**Brief:** Copy the rows from the line with "of the harbor" up to and including the line with "<point>207,146</point>", keeping every character the same.

(Entries taken from a collection)
--- START ---

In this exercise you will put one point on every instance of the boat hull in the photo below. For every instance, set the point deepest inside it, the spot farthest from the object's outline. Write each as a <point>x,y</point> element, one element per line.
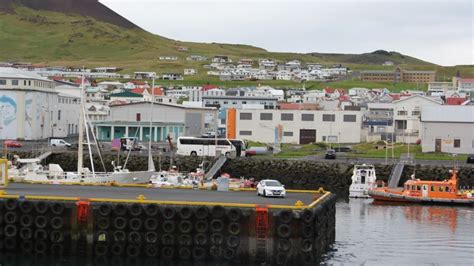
<point>387,196</point>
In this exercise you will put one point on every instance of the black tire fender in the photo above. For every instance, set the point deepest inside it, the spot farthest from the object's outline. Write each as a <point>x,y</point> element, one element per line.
<point>120,223</point>
<point>168,213</point>
<point>168,226</point>
<point>26,206</point>
<point>185,212</point>
<point>151,237</point>
<point>105,209</point>
<point>57,223</point>
<point>150,224</point>
<point>185,240</point>
<point>218,211</point>
<point>185,226</point>
<point>200,239</point>
<point>233,228</point>
<point>41,207</point>
<point>184,253</point>
<point>201,226</point>
<point>233,241</point>
<point>234,214</point>
<point>134,237</point>
<point>151,209</point>
<point>135,224</point>
<point>41,221</point>
<point>285,216</point>
<point>217,225</point>
<point>135,209</point>
<point>151,251</point>
<point>283,230</point>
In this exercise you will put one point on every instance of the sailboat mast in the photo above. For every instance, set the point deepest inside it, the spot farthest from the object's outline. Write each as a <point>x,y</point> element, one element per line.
<point>151,164</point>
<point>81,129</point>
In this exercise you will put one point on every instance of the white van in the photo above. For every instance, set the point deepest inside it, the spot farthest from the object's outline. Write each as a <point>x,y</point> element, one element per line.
<point>59,143</point>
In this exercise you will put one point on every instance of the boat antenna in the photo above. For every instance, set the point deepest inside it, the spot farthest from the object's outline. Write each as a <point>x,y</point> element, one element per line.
<point>151,164</point>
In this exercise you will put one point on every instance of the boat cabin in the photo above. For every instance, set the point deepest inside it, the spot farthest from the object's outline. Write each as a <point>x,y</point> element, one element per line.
<point>432,189</point>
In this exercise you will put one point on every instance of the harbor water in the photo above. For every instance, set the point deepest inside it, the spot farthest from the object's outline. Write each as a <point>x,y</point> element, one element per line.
<point>376,234</point>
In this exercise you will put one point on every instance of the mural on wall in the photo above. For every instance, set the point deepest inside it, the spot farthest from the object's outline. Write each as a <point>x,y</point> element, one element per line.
<point>8,107</point>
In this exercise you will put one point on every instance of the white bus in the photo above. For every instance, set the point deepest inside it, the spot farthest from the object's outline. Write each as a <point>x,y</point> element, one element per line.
<point>207,146</point>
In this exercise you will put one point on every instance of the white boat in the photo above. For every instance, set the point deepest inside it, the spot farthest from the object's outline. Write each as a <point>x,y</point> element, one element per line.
<point>363,179</point>
<point>32,171</point>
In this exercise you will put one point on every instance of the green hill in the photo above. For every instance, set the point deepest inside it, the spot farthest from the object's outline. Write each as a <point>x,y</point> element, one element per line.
<point>86,33</point>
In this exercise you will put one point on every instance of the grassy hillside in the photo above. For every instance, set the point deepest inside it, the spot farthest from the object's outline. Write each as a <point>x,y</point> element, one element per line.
<point>55,38</point>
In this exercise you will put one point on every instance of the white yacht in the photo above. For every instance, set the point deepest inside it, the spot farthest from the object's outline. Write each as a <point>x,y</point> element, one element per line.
<point>363,179</point>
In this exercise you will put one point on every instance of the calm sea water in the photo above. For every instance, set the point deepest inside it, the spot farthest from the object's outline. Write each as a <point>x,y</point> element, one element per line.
<point>370,234</point>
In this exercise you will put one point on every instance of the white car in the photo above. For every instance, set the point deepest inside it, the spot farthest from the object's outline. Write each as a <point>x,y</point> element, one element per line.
<point>271,188</point>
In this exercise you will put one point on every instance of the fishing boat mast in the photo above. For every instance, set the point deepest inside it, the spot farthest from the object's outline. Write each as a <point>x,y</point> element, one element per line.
<point>81,128</point>
<point>151,164</point>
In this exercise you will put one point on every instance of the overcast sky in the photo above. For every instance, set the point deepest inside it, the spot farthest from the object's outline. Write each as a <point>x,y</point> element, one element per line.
<point>441,32</point>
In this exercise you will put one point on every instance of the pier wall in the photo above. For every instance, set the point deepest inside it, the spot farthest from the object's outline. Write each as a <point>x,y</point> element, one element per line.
<point>108,233</point>
<point>295,174</point>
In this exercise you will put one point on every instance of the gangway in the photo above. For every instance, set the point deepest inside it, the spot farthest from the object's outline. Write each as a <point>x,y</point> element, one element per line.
<point>45,155</point>
<point>396,174</point>
<point>216,167</point>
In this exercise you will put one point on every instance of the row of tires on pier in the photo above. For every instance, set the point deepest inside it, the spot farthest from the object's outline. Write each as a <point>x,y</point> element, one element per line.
<point>168,232</point>
<point>152,232</point>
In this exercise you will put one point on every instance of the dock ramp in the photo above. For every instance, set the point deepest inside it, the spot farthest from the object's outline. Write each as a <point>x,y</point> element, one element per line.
<point>395,175</point>
<point>45,155</point>
<point>216,167</point>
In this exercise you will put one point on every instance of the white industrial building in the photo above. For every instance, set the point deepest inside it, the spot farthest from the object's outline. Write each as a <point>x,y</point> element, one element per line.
<point>406,117</point>
<point>32,109</point>
<point>298,126</point>
<point>447,128</point>
<point>133,120</point>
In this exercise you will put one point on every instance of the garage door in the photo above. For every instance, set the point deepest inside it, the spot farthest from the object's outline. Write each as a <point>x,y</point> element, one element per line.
<point>307,136</point>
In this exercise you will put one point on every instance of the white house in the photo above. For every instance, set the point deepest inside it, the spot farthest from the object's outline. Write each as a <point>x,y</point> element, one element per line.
<point>190,71</point>
<point>447,129</point>
<point>406,117</point>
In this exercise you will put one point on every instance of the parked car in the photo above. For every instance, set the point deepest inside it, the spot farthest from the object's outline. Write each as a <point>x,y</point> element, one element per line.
<point>330,154</point>
<point>12,144</point>
<point>271,188</point>
<point>59,143</point>
<point>470,158</point>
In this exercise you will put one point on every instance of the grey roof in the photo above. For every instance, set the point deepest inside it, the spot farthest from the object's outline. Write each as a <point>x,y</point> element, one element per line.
<point>14,73</point>
<point>448,113</point>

--- END ---

**Task result:**
In this exercise you will put one point on every instance of the harbor water in the photo above. For every instance, set the point deepest inside it, the spot farthest from the object's outline. Write each as a <point>x,y</point> element, one element per line.
<point>376,234</point>
In this exercise you will put one point on every instance of the mural on wall in the photo above. For every instance, set the point deepest inside it, the spot farthest from the object's outline. Write each as a <point>x,y</point> element, one element per line.
<point>8,107</point>
In this exercise you will put one point on every instance of the white bus in the photo above. For every instance, set the point deepest inside it, the spot farthest from the object's outline. Write each as a <point>x,y</point> element, one element per line.
<point>207,146</point>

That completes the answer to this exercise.